**Supplied data**
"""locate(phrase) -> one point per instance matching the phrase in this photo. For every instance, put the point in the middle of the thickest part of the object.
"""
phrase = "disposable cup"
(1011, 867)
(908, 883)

**To be done**
Reproduce the listing with "disposable cup" renamed to "coffee cup", leaving every other character as it is.

**Answer to the problem**
"""locate(phrase) -> one point per instance matching the phrase in this photo. For every instance, put the point in the middle of the thickest part of the object.
"""
phrase = "coffee cup"
(1011, 867)
(908, 883)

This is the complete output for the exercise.